§ **What to work on**: Copy everything in the records from the line containing "like x=683 y=626." down to the line containing "x=476 y=464", keeping both of those lines and changing nothing.

[Point annotations for photos]
[BEGIN]

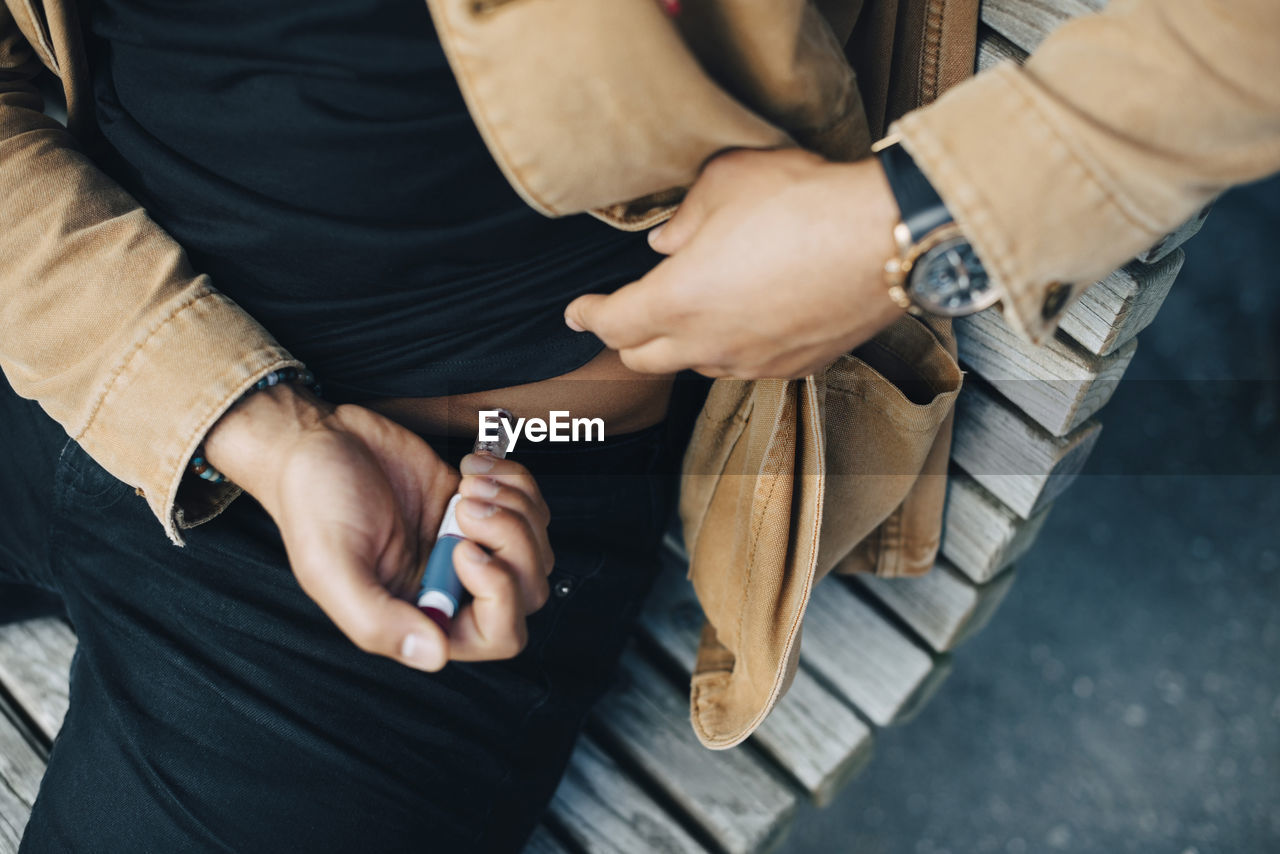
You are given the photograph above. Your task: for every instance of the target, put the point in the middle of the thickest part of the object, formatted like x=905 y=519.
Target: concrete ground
x=1127 y=694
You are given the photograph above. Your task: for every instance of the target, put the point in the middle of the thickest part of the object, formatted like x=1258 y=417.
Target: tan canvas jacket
x=1116 y=129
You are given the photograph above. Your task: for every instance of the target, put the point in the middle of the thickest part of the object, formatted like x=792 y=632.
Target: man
x=776 y=268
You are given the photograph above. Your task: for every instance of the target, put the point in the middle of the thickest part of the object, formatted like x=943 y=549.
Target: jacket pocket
x=887 y=416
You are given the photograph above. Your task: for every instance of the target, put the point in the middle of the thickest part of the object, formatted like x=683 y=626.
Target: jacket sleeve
x=1118 y=128
x=101 y=319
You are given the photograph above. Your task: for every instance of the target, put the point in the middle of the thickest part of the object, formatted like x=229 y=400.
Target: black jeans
x=215 y=708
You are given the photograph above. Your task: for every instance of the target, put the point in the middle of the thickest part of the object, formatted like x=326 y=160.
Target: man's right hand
x=359 y=499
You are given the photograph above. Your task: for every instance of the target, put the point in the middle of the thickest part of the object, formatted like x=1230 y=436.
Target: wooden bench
x=874 y=649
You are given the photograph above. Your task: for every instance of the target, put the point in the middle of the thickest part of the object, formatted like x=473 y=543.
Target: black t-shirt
x=316 y=159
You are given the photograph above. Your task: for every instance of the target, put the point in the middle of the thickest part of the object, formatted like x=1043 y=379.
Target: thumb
x=676 y=232
x=368 y=613
x=580 y=315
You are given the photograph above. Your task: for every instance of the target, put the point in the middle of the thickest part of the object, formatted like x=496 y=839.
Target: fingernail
x=421 y=652
x=480 y=488
x=479 y=508
x=476 y=464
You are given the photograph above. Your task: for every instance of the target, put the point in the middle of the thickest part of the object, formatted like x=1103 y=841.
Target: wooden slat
x=942 y=606
x=1175 y=238
x=543 y=841
x=731 y=794
x=864 y=657
x=1059 y=386
x=1115 y=310
x=1015 y=460
x=1028 y=22
x=993 y=49
x=810 y=734
x=604 y=812
x=35 y=666
x=981 y=535
x=21 y=770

[END]

§ **Answer to the task**:
You are given the photograph above. Your task: for every instance of the target, put the point in the middle of the thickest part of the object, formatted like x=683 y=626.
Target: jacket sleeve
x=1118 y=128
x=101 y=319
You are given the photograph above. Your task: for every instance of the target, put the point in the middle of the thickest part of the object, formatted like x=229 y=400.
Target: black jeans
x=215 y=708
You are given the photograph above. Your task: for every instance of the target, put the point in the middle of the thickest part of the object, formatted like x=326 y=160.
Target: man's right hand
x=359 y=499
You are given the photograph above. Your task: for every instance of the target, put the point in the middle of the thickest part of the object, formatted like x=1230 y=436.
Target: wooden bench
x=874 y=649
You are given the photograph above. Your task: for every instance of the target, put the point in the middle of the thickest part of the object, formatted like x=473 y=543.
Target: black t-shirt
x=316 y=159
You are given the photograph above. Your task: for every instance of the target, put the point in the middle of the thickest part of the object, formatted like x=1043 y=379.
Target: thumb
x=676 y=232
x=368 y=613
x=580 y=315
You are given the photograph above. Your task: for every instance of the target, put the point in the middle of the thickest part of the object, formatted like x=496 y=839.
Target: fingernail
x=421 y=652
x=480 y=488
x=479 y=508
x=476 y=464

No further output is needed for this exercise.